Pull out every line of the material below that contains the string "black", and copy each one in full. Case matters.

## Supplied entries
<<<<
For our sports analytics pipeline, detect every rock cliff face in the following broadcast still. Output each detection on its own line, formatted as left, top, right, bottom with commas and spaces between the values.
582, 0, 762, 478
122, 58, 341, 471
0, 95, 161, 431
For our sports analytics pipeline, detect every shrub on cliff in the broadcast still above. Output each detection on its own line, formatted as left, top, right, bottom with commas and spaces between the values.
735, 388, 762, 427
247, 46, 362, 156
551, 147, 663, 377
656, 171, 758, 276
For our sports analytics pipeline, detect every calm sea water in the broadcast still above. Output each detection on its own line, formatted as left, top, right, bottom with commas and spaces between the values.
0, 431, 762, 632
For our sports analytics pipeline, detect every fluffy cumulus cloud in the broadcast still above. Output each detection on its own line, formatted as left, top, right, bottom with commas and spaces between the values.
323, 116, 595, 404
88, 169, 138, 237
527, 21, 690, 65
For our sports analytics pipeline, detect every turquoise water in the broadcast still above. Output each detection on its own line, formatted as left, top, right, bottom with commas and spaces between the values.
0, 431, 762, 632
>>>>
<<<<
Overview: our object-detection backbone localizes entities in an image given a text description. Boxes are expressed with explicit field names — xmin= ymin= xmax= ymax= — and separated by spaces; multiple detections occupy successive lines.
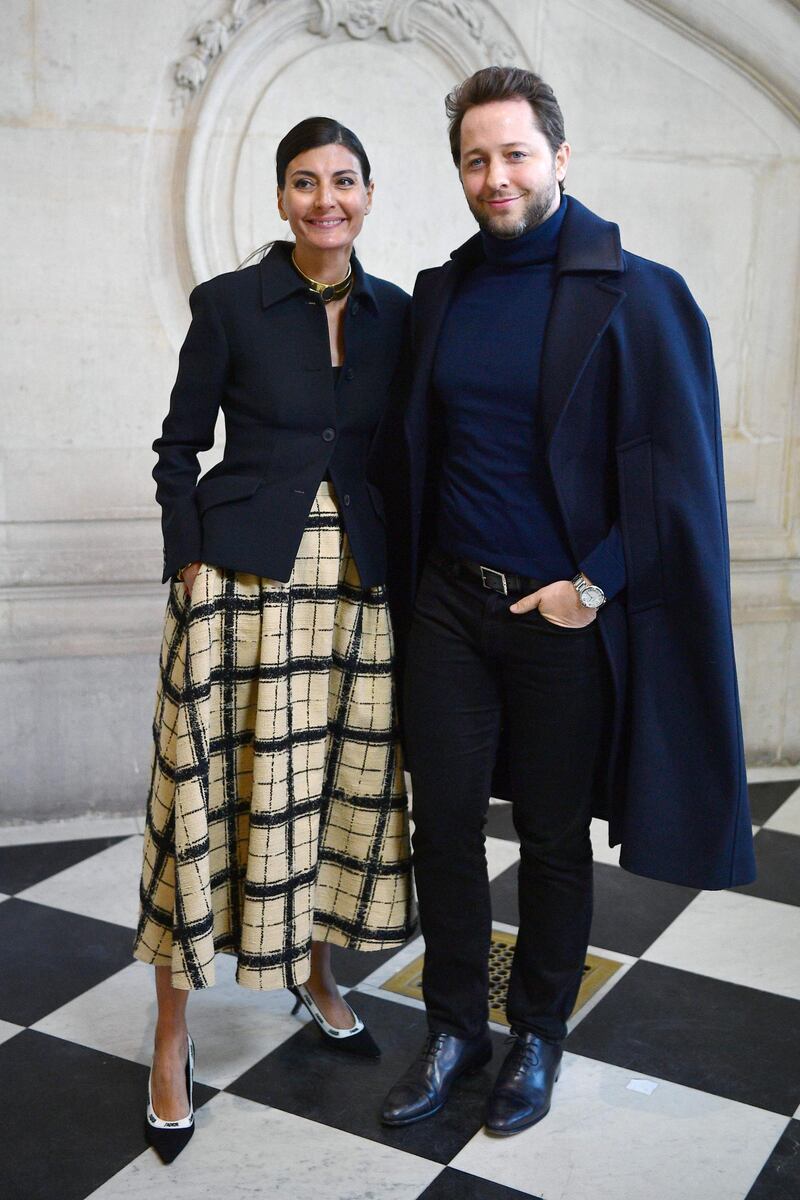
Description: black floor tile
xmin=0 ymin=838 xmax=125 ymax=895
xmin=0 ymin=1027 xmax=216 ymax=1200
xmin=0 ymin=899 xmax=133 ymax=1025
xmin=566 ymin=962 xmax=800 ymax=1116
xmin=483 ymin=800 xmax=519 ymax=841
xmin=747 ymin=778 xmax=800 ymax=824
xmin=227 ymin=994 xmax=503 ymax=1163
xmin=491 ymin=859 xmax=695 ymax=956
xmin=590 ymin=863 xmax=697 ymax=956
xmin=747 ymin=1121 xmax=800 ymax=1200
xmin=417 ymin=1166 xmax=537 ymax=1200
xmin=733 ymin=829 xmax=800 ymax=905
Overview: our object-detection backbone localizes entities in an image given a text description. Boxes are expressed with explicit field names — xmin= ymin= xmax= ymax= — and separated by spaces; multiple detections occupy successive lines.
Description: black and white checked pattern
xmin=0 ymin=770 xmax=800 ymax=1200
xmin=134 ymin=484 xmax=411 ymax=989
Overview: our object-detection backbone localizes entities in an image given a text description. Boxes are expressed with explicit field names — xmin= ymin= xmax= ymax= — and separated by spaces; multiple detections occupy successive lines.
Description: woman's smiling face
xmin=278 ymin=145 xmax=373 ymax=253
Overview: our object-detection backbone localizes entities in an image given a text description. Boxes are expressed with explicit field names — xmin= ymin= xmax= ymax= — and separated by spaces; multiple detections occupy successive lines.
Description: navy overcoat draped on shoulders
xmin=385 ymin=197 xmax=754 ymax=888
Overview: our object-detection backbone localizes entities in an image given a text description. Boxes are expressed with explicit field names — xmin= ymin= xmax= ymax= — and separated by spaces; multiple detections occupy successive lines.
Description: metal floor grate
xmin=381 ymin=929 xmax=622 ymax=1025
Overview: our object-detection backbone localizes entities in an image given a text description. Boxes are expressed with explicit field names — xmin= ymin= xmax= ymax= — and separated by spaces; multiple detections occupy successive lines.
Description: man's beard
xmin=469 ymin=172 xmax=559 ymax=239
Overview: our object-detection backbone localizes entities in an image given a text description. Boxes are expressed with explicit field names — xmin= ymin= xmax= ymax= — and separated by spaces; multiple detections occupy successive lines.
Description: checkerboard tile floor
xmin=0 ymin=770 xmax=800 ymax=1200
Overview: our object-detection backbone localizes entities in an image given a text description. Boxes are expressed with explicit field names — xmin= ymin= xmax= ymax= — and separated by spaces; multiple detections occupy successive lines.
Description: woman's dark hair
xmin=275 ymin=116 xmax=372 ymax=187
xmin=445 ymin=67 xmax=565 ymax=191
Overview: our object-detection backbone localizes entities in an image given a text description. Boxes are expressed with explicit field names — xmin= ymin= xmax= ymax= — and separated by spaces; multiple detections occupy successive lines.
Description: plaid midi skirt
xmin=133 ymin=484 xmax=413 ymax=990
>>>>
## Answer for the task
Description: black floor tile
Description: black and white checked pattern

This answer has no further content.